*Action item*
Quote exactly and only this range of lines in the data below: the line that holds "Target: terracotta tile floor" to the line that holds "point: pendant light", both included.

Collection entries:
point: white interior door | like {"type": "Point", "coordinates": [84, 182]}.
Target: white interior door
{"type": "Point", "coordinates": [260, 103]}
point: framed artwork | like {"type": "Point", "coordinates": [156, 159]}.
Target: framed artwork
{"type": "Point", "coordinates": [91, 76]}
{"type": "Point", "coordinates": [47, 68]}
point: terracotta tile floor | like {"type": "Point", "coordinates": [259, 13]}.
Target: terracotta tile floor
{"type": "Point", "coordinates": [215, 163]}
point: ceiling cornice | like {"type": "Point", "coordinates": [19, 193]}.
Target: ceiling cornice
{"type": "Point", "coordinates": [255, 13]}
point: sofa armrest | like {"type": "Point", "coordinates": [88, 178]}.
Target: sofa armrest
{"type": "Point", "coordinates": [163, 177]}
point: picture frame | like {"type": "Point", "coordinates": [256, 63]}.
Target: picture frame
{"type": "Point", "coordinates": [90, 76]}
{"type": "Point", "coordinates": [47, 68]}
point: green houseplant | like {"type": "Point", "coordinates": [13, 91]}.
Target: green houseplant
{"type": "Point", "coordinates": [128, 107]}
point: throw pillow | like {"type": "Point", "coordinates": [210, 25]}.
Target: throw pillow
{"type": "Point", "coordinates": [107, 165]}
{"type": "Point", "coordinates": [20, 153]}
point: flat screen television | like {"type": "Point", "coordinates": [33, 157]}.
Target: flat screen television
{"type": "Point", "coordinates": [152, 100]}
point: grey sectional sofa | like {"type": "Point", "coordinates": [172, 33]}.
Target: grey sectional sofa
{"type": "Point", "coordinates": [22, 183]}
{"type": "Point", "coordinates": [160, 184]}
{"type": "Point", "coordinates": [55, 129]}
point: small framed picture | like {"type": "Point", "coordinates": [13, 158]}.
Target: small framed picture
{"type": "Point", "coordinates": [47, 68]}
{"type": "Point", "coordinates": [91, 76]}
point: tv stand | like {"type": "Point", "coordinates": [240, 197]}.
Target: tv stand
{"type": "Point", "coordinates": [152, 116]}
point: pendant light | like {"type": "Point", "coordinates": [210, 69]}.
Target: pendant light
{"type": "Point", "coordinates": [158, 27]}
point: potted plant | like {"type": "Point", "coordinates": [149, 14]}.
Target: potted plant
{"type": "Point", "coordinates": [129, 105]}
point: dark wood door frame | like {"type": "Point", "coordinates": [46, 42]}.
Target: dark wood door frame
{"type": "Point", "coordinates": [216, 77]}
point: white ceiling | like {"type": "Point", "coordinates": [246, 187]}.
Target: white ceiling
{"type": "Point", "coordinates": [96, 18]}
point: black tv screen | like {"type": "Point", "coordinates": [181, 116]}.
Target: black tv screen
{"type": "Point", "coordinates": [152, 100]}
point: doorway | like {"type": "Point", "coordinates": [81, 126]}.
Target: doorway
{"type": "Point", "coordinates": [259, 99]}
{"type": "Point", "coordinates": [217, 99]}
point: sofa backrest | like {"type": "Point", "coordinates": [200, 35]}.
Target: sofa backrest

*Written answer*
Target: terracotta tile floor
{"type": "Point", "coordinates": [215, 163]}
point: ceiling cornice | like {"type": "Point", "coordinates": [19, 193]}.
Target: ceiling cornice
{"type": "Point", "coordinates": [255, 13]}
point: sofa armrest | like {"type": "Point", "coordinates": [88, 178]}.
Target: sofa armrest
{"type": "Point", "coordinates": [163, 177]}
point: picture frame | like {"type": "Point", "coordinates": [256, 63]}.
Target: picture frame
{"type": "Point", "coordinates": [90, 76]}
{"type": "Point", "coordinates": [47, 68]}
point: green houseplant | like {"type": "Point", "coordinates": [13, 91]}.
Target: green houseplant
{"type": "Point", "coordinates": [128, 107]}
point: throw pillow | like {"type": "Point", "coordinates": [210, 25]}.
Target: throw pillow
{"type": "Point", "coordinates": [107, 165]}
{"type": "Point", "coordinates": [20, 153]}
point: flat screen television | like {"type": "Point", "coordinates": [33, 157]}.
Target: flat screen television
{"type": "Point", "coordinates": [152, 100]}
point: grey sectional sofa | like {"type": "Point", "coordinates": [172, 33]}.
Target: grey sectional sofa
{"type": "Point", "coordinates": [22, 183]}
{"type": "Point", "coordinates": [160, 184]}
{"type": "Point", "coordinates": [55, 129]}
point: small framed picture | like {"type": "Point", "coordinates": [13, 158]}.
Target: small framed picture
{"type": "Point", "coordinates": [47, 68]}
{"type": "Point", "coordinates": [91, 76]}
point: tv stand | like {"type": "Point", "coordinates": [240, 197]}.
Target: tv stand
{"type": "Point", "coordinates": [152, 116]}
point: pendant light | like {"type": "Point", "coordinates": [210, 69]}.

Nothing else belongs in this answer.